Aim of the exercise:
Copy each entry below exactly. No images.

──────── Dataset entries

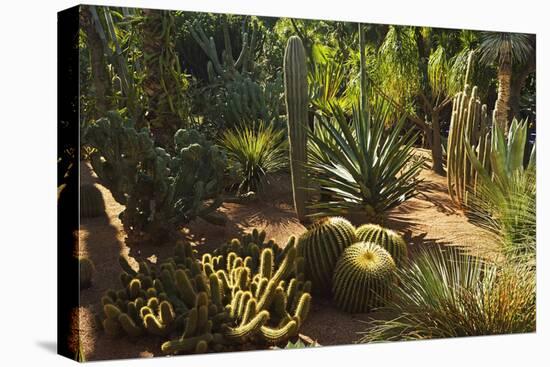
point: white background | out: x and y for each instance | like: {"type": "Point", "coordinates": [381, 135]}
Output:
{"type": "Point", "coordinates": [28, 181]}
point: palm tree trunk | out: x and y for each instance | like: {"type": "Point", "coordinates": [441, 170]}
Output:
{"type": "Point", "coordinates": [502, 105]}
{"type": "Point", "coordinates": [437, 153]}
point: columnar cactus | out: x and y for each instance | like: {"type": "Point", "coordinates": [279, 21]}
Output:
{"type": "Point", "coordinates": [363, 278]}
{"type": "Point", "coordinates": [469, 125]}
{"type": "Point", "coordinates": [296, 99]}
{"type": "Point", "coordinates": [389, 240]}
{"type": "Point", "coordinates": [215, 304]}
{"type": "Point", "coordinates": [321, 246]}
{"type": "Point", "coordinates": [86, 272]}
{"type": "Point", "coordinates": [91, 202]}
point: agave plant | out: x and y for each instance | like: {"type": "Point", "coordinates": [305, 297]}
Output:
{"type": "Point", "coordinates": [255, 151]}
{"type": "Point", "coordinates": [504, 200]}
{"type": "Point", "coordinates": [359, 165]}
{"type": "Point", "coordinates": [448, 294]}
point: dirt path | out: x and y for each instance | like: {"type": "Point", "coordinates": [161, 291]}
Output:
{"type": "Point", "coordinates": [426, 220]}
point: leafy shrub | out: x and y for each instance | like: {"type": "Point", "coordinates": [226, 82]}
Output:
{"type": "Point", "coordinates": [255, 151]}
{"type": "Point", "coordinates": [504, 200]}
{"type": "Point", "coordinates": [362, 167]}
{"type": "Point", "coordinates": [448, 294]}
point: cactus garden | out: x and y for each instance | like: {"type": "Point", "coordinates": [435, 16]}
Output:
{"type": "Point", "coordinates": [257, 183]}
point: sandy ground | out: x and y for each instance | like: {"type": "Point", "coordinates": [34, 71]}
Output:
{"type": "Point", "coordinates": [430, 219]}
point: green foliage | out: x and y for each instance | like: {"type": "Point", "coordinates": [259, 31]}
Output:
{"type": "Point", "coordinates": [217, 304]}
{"type": "Point", "coordinates": [504, 200]}
{"type": "Point", "coordinates": [161, 192]}
{"type": "Point", "coordinates": [255, 151]}
{"type": "Point", "coordinates": [321, 247]}
{"type": "Point", "coordinates": [296, 98]}
{"type": "Point", "coordinates": [91, 202]}
{"type": "Point", "coordinates": [364, 277]}
{"type": "Point", "coordinates": [389, 240]}
{"type": "Point", "coordinates": [86, 272]}
{"type": "Point", "coordinates": [447, 294]}
{"type": "Point", "coordinates": [362, 167]}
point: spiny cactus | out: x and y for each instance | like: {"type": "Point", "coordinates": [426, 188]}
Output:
{"type": "Point", "coordinates": [469, 125]}
{"type": "Point", "coordinates": [219, 303]}
{"type": "Point", "coordinates": [389, 240]}
{"type": "Point", "coordinates": [363, 278]}
{"type": "Point", "coordinates": [321, 246]}
{"type": "Point", "coordinates": [160, 192]}
{"type": "Point", "coordinates": [91, 202]}
{"type": "Point", "coordinates": [296, 98]}
{"type": "Point", "coordinates": [86, 272]}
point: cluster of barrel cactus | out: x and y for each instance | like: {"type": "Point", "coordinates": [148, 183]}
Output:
{"type": "Point", "coordinates": [321, 247]}
{"type": "Point", "coordinates": [91, 201]}
{"type": "Point", "coordinates": [363, 277]}
{"type": "Point", "coordinates": [386, 238]}
{"type": "Point", "coordinates": [355, 266]}
{"type": "Point", "coordinates": [217, 303]}
{"type": "Point", "coordinates": [161, 191]}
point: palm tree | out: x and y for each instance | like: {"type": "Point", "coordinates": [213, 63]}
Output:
{"type": "Point", "coordinates": [505, 49]}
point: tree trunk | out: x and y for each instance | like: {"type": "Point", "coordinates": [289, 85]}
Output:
{"type": "Point", "coordinates": [437, 153]}
{"type": "Point", "coordinates": [517, 84]}
{"type": "Point", "coordinates": [502, 105]}
{"type": "Point", "coordinates": [100, 77]}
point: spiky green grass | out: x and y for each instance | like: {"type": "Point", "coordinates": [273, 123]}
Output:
{"type": "Point", "coordinates": [255, 151]}
{"type": "Point", "coordinates": [447, 294]}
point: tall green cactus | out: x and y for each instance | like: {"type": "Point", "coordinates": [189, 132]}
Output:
{"type": "Point", "coordinates": [91, 202]}
{"type": "Point", "coordinates": [389, 240]}
{"type": "Point", "coordinates": [296, 99]}
{"type": "Point", "coordinates": [321, 246]}
{"type": "Point", "coordinates": [469, 125]}
{"type": "Point", "coordinates": [363, 277]}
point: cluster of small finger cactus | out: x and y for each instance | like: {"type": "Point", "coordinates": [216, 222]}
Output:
{"type": "Point", "coordinates": [321, 247]}
{"type": "Point", "coordinates": [363, 277]}
{"type": "Point", "coordinates": [390, 240]}
{"type": "Point", "coordinates": [221, 302]}
{"type": "Point", "coordinates": [86, 272]}
{"type": "Point", "coordinates": [91, 201]}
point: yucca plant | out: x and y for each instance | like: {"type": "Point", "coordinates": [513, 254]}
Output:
{"type": "Point", "coordinates": [361, 166]}
{"type": "Point", "coordinates": [255, 151]}
{"type": "Point", "coordinates": [445, 293]}
{"type": "Point", "coordinates": [504, 200]}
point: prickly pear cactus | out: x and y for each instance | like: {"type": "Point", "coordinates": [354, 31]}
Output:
{"type": "Point", "coordinates": [161, 192]}
{"type": "Point", "coordinates": [86, 272]}
{"type": "Point", "coordinates": [91, 202]}
{"type": "Point", "coordinates": [363, 277]}
{"type": "Point", "coordinates": [321, 246]}
{"type": "Point", "coordinates": [296, 98]}
{"type": "Point", "coordinates": [389, 240]}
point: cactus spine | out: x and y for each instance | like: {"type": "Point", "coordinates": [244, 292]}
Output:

────────────────

Output below:
point: white background | out: x and y for each instance | like: {"type": "Point", "coordinates": [381, 135]}
Output:
{"type": "Point", "coordinates": [28, 181]}
point: palm tree trunk | out: x and y for each instance | like: {"type": "Point", "coordinates": [441, 170]}
Output:
{"type": "Point", "coordinates": [502, 105]}
{"type": "Point", "coordinates": [437, 153]}
point: columnar cactus | out: x and y for each instance | like: {"type": "Point", "coordinates": [279, 21]}
Output:
{"type": "Point", "coordinates": [363, 278]}
{"type": "Point", "coordinates": [469, 125]}
{"type": "Point", "coordinates": [296, 99]}
{"type": "Point", "coordinates": [389, 240]}
{"type": "Point", "coordinates": [215, 304]}
{"type": "Point", "coordinates": [321, 246]}
{"type": "Point", "coordinates": [86, 272]}
{"type": "Point", "coordinates": [91, 202]}
point: agave plant | out: x and y for each instance | like: {"type": "Point", "coordinates": [305, 297]}
Output:
{"type": "Point", "coordinates": [255, 151]}
{"type": "Point", "coordinates": [504, 200]}
{"type": "Point", "coordinates": [359, 165]}
{"type": "Point", "coordinates": [448, 294]}
point: dirt path | out: x and y for each instance | like: {"type": "Point", "coordinates": [161, 291]}
Output:
{"type": "Point", "coordinates": [426, 220]}
point: leafy shrub | out: x and y for each instance | like: {"type": "Point", "coordinates": [226, 82]}
Output:
{"type": "Point", "coordinates": [255, 151]}
{"type": "Point", "coordinates": [504, 200]}
{"type": "Point", "coordinates": [362, 167]}
{"type": "Point", "coordinates": [448, 294]}
point: cactus garden | out: x and y for each instance | like: {"type": "Point", "coordinates": [435, 16]}
Output:
{"type": "Point", "coordinates": [257, 183]}
point: sandy ground | out: x and y for each instance | like: {"type": "Point", "coordinates": [34, 71]}
Output:
{"type": "Point", "coordinates": [430, 219]}
point: green foliage | out: x and y for each instance | like: {"type": "Point", "coordinates": [259, 31]}
Output:
{"type": "Point", "coordinates": [217, 304]}
{"type": "Point", "coordinates": [504, 200]}
{"type": "Point", "coordinates": [161, 192]}
{"type": "Point", "coordinates": [255, 151]}
{"type": "Point", "coordinates": [321, 247]}
{"type": "Point", "coordinates": [296, 98]}
{"type": "Point", "coordinates": [91, 202]}
{"type": "Point", "coordinates": [364, 277]}
{"type": "Point", "coordinates": [389, 240]}
{"type": "Point", "coordinates": [86, 272]}
{"type": "Point", "coordinates": [447, 294]}
{"type": "Point", "coordinates": [362, 167]}
point: spiny cactus | out: x and y for each instance | like: {"type": "Point", "coordinates": [426, 188]}
Output:
{"type": "Point", "coordinates": [469, 125]}
{"type": "Point", "coordinates": [219, 303]}
{"type": "Point", "coordinates": [389, 240]}
{"type": "Point", "coordinates": [363, 278]}
{"type": "Point", "coordinates": [321, 246]}
{"type": "Point", "coordinates": [160, 192]}
{"type": "Point", "coordinates": [91, 202]}
{"type": "Point", "coordinates": [296, 98]}
{"type": "Point", "coordinates": [86, 272]}
point: cluster of barrel cactus | out: x and y for each instance | like: {"type": "Point", "coordinates": [148, 183]}
Output:
{"type": "Point", "coordinates": [321, 247]}
{"type": "Point", "coordinates": [91, 201]}
{"type": "Point", "coordinates": [363, 277]}
{"type": "Point", "coordinates": [386, 238]}
{"type": "Point", "coordinates": [355, 266]}
{"type": "Point", "coordinates": [217, 303]}
{"type": "Point", "coordinates": [161, 191]}
point: palm tree | out: x and y for each instance | like: {"type": "Point", "coordinates": [213, 63]}
Output:
{"type": "Point", "coordinates": [505, 49]}
point: tree trunk | out: x and y for each instance | like: {"type": "Point", "coordinates": [289, 85]}
Output:
{"type": "Point", "coordinates": [437, 153]}
{"type": "Point", "coordinates": [517, 84]}
{"type": "Point", "coordinates": [502, 105]}
{"type": "Point", "coordinates": [100, 77]}
point: spiky green grass | out: x and y for each instance | like: {"type": "Point", "coordinates": [273, 123]}
Output:
{"type": "Point", "coordinates": [255, 151]}
{"type": "Point", "coordinates": [447, 294]}
point: tall green cactus | out: x and y for each instance | like: {"type": "Point", "coordinates": [189, 132]}
Output:
{"type": "Point", "coordinates": [91, 202]}
{"type": "Point", "coordinates": [389, 240]}
{"type": "Point", "coordinates": [296, 99]}
{"type": "Point", "coordinates": [321, 246]}
{"type": "Point", "coordinates": [469, 125]}
{"type": "Point", "coordinates": [363, 277]}
point: cluster of small finger cactus | out: x and y for each instance | like: {"type": "Point", "coordinates": [216, 222]}
Output:
{"type": "Point", "coordinates": [321, 247]}
{"type": "Point", "coordinates": [363, 277]}
{"type": "Point", "coordinates": [390, 240]}
{"type": "Point", "coordinates": [221, 302]}
{"type": "Point", "coordinates": [86, 272]}
{"type": "Point", "coordinates": [91, 201]}
point: yucca plant | out: x and y for each instance | like: {"type": "Point", "coordinates": [513, 254]}
Output:
{"type": "Point", "coordinates": [361, 166]}
{"type": "Point", "coordinates": [255, 151]}
{"type": "Point", "coordinates": [445, 293]}
{"type": "Point", "coordinates": [504, 200]}
point: prickly pear cactus | out: x and y for each instance | like: {"type": "Point", "coordinates": [354, 31]}
Output:
{"type": "Point", "coordinates": [161, 192]}
{"type": "Point", "coordinates": [86, 272]}
{"type": "Point", "coordinates": [91, 202]}
{"type": "Point", "coordinates": [363, 277]}
{"type": "Point", "coordinates": [321, 246]}
{"type": "Point", "coordinates": [296, 98]}
{"type": "Point", "coordinates": [389, 240]}
point: cactus spine | out: x and y for each instance | like: {"type": "Point", "coordinates": [244, 292]}
Output:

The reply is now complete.